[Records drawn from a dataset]
*** Begin section ***
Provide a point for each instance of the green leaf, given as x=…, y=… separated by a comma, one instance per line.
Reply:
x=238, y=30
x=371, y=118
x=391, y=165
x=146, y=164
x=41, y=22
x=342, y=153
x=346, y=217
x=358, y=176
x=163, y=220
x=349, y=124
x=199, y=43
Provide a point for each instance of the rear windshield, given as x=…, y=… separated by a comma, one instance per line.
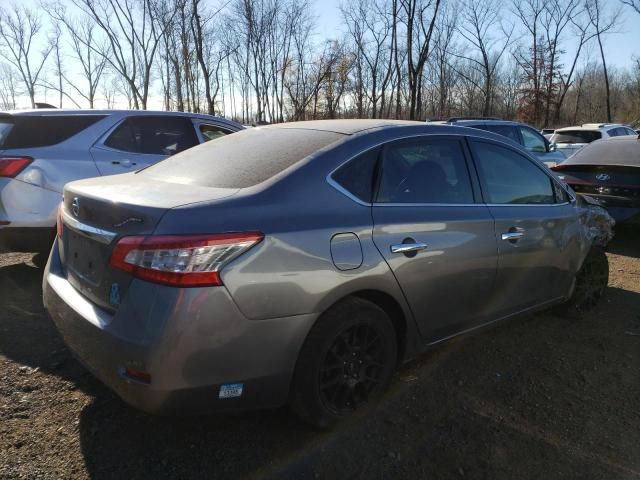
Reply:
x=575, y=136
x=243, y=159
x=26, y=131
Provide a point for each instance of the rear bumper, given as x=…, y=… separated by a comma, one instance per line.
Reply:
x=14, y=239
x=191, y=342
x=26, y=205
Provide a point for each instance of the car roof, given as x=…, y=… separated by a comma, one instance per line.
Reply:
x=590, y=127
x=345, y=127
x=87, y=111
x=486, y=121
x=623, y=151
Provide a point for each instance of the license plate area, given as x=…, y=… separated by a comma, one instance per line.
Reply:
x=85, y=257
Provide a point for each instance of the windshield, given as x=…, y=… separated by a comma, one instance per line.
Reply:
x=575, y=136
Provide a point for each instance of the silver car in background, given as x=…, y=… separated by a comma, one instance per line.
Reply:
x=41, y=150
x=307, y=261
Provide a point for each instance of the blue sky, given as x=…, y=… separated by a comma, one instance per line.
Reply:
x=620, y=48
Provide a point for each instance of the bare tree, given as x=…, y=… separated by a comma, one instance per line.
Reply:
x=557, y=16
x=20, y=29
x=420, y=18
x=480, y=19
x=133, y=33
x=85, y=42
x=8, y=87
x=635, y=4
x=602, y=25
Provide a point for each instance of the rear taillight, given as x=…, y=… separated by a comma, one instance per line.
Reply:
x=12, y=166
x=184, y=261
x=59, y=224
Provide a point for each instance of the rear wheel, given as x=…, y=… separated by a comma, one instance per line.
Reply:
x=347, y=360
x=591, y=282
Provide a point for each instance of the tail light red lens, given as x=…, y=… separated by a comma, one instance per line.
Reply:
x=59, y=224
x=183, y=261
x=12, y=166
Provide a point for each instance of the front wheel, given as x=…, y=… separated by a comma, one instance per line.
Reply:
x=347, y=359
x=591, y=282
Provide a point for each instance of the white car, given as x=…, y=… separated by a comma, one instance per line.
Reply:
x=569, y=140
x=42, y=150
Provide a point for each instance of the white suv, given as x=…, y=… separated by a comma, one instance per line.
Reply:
*** End section ***
> [Exercise directions] All lines with the string "white" must be copied from the data.

> [Answer]
Provide a point for each instance of the white car, given as x=…, y=… separated by a comma, one instance per line.
Provide a point for each instance of the white suv, given as x=…, y=… separated by a comma, one instance per line.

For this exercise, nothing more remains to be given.